Hedefiniz: "water in this photo." ifadesini içeren satırdan en sondaki satıra kadar, iki uç da dahil, her satırı yeniden yazın. Yanıtlardaki her koordinat değerini -58 ekleyerek kaydırın.

——

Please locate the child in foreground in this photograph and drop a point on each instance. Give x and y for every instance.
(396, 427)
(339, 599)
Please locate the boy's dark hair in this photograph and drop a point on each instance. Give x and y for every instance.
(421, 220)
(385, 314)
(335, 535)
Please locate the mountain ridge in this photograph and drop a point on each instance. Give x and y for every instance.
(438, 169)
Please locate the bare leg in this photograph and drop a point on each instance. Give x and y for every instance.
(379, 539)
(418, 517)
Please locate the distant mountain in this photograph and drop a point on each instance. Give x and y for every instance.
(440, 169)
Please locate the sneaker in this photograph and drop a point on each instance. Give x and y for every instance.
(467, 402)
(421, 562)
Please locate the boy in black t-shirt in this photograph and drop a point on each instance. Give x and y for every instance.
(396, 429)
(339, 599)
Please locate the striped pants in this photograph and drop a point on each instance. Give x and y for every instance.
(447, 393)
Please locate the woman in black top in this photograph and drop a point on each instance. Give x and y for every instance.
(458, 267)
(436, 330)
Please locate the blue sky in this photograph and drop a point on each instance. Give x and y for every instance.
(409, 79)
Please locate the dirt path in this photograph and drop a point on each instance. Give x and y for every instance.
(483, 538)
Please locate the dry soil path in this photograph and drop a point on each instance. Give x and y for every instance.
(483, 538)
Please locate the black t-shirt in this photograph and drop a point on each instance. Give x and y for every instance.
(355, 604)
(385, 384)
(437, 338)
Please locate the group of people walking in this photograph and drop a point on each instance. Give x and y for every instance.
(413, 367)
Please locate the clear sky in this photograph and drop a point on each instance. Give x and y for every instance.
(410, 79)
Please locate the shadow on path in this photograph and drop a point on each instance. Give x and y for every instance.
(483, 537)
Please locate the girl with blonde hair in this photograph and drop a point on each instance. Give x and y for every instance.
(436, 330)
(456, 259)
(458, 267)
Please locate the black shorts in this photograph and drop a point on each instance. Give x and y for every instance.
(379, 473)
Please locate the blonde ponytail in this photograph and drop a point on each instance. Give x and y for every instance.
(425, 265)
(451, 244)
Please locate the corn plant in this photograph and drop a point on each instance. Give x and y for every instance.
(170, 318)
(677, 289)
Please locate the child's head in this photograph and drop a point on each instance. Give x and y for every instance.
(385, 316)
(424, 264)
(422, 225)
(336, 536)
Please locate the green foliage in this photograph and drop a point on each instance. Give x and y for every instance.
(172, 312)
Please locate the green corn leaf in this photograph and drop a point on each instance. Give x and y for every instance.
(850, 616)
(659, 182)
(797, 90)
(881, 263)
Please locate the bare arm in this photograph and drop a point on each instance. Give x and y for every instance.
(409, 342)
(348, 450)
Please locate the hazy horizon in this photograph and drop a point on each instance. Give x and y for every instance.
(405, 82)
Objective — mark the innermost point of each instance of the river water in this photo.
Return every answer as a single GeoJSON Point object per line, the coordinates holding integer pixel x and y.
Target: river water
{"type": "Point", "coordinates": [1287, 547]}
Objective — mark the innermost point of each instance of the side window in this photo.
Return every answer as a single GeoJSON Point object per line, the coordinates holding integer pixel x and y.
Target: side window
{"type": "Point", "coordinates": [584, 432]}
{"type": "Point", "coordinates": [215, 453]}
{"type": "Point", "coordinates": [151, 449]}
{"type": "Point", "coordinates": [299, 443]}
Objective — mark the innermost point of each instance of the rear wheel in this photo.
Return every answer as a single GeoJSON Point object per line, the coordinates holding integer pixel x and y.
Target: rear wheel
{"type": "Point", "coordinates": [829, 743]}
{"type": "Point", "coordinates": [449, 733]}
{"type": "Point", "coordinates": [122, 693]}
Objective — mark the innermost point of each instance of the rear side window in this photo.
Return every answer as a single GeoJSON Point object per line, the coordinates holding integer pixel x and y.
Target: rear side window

——

Alıştırma çözümü:
Objective — mark the innermost point of each instance of the river water in this photo.
Return every answer as a single GeoJSON Point object per line, the coordinates holding integer pixel x and y.
Target: river water
{"type": "Point", "coordinates": [1229, 489]}
Objective — mark the innermost point of each instance of the side window in this photo.
Return every answer as a single GeoJSON Point object per line, the coordinates holding integer pixel x and y.
Target: side window
{"type": "Point", "coordinates": [526, 374]}
{"type": "Point", "coordinates": [157, 395]}
{"type": "Point", "coordinates": [93, 391]}
{"type": "Point", "coordinates": [241, 385]}
Objective — mark the innermost point of each instance of the rear wheel in this photo.
Return every answer as a single GeoJSON Point object per line, the coordinates holding integer pixel x and y.
Target: rear wheel
{"type": "Point", "coordinates": [771, 685]}
{"type": "Point", "coordinates": [391, 675]}
{"type": "Point", "coordinates": [64, 635]}
Objective — mark the innermost point of each instance of the rear side window in this photo.
Return every answer as a single GeoJSON Point object per line, the coordinates holding integer pixel x and y.
Target: rear side window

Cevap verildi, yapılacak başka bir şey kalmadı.